Copy every line of the items below word for word, with nothing added or left out.
--- begin GIVEN DATA ---
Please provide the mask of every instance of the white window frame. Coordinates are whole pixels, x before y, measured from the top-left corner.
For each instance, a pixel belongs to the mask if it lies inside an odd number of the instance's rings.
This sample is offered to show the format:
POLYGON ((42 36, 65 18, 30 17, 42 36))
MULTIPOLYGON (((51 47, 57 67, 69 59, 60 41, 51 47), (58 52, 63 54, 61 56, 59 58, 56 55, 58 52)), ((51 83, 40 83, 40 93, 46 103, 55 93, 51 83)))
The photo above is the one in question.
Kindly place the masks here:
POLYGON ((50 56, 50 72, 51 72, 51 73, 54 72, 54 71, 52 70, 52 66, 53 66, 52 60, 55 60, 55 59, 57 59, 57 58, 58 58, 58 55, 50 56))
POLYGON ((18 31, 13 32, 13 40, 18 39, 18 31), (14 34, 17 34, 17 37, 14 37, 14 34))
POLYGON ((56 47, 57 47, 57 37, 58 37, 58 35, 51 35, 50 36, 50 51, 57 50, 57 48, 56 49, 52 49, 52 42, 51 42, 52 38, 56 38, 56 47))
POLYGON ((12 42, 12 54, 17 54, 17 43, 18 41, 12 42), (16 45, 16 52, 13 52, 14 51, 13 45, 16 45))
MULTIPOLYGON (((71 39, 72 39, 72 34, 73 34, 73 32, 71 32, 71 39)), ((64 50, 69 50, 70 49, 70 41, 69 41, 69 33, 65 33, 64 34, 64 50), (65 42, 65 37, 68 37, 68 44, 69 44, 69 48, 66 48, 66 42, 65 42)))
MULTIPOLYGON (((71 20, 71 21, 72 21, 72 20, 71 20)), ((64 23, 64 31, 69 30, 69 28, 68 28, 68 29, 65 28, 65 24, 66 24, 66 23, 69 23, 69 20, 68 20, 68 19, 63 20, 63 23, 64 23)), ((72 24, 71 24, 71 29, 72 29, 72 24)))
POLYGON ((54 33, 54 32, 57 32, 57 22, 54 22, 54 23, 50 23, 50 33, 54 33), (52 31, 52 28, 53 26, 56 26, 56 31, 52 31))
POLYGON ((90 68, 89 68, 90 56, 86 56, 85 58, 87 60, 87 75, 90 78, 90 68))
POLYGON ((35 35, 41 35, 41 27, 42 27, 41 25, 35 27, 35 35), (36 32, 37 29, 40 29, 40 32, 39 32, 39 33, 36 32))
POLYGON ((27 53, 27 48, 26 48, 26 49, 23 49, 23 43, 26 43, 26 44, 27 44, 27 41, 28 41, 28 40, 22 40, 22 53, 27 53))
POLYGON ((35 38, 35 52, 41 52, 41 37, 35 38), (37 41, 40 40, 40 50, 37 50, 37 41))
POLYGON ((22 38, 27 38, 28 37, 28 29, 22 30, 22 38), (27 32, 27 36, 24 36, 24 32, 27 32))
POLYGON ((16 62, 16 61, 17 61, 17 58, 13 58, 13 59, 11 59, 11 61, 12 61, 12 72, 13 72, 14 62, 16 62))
--- end GIVEN DATA ---
• REPLY:
Please provide the mask of every instance of the white window frame. Coordinates are whole pixels, x before y, measured from the top-left corner.
For each instance, a pixel belongs to the mask if it lies inside an odd number of the instance's rings.
This sample is offered to show the format:
POLYGON ((42 36, 65 18, 30 17, 42 36))
MULTIPOLYGON (((51 47, 57 67, 69 59, 60 41, 51 47), (58 52, 63 54, 61 56, 59 58, 56 55, 58 52)), ((51 83, 40 83, 40 93, 46 103, 55 93, 51 83)))
The photo above is the one in question.
Kindly place the masks here:
POLYGON ((50 56, 50 72, 51 72, 51 73, 54 72, 54 71, 52 70, 52 66, 53 66, 52 60, 55 60, 55 59, 57 59, 57 58, 58 58, 58 55, 50 56))
POLYGON ((18 31, 13 32, 13 40, 18 39, 18 31), (14 34, 17 34, 17 37, 14 37, 14 34))
POLYGON ((56 47, 57 47, 57 37, 58 37, 58 35, 51 35, 50 36, 50 51, 57 50, 57 48, 56 49, 52 49, 52 42, 51 42, 52 38, 56 38, 56 47))
POLYGON ((12 42, 12 54, 17 54, 17 43, 18 41, 12 42), (16 45, 16 52, 13 52, 14 51, 13 45, 16 45))
MULTIPOLYGON (((71 39, 72 39, 72 34, 73 34, 73 32, 71 32, 71 39)), ((64 50, 69 50, 70 49, 70 41, 69 41, 69 33, 65 33, 64 34, 64 50), (65 42, 65 37, 68 37, 68 44, 69 44, 69 48, 66 48, 66 42, 65 42)))
MULTIPOLYGON (((71 20, 71 21, 72 21, 72 20, 71 20)), ((64 23, 64 31, 69 30, 69 28, 68 28, 68 29, 65 28, 65 24, 66 24, 66 23, 69 23, 69 20, 68 20, 68 19, 63 20, 63 23, 64 23)), ((72 24, 71 24, 71 29, 72 29, 72 24)))
POLYGON ((54 33, 54 32, 57 32, 57 22, 54 22, 54 23, 50 23, 50 33, 54 33), (52 31, 52 28, 53 26, 56 26, 56 31, 52 31))
POLYGON ((90 68, 89 68, 90 56, 86 56, 85 58, 87 60, 87 75, 90 78, 90 68))
POLYGON ((35 35, 41 35, 41 27, 42 27, 41 25, 35 27, 35 35), (36 32, 37 29, 40 29, 40 32, 39 32, 39 33, 36 32))
POLYGON ((27 53, 27 48, 26 48, 26 49, 23 49, 23 43, 26 43, 26 44, 27 44, 27 41, 28 41, 28 40, 22 40, 22 53, 27 53))
POLYGON ((35 38, 35 52, 41 52, 41 37, 35 38), (37 41, 40 40, 40 50, 37 50, 37 41))
POLYGON ((22 38, 27 38, 28 37, 28 29, 22 30, 22 38), (27 32, 27 36, 24 36, 24 32, 27 32))
POLYGON ((16 62, 16 61, 17 61, 17 58, 13 58, 13 59, 11 59, 11 61, 12 61, 12 72, 13 72, 14 62, 16 62))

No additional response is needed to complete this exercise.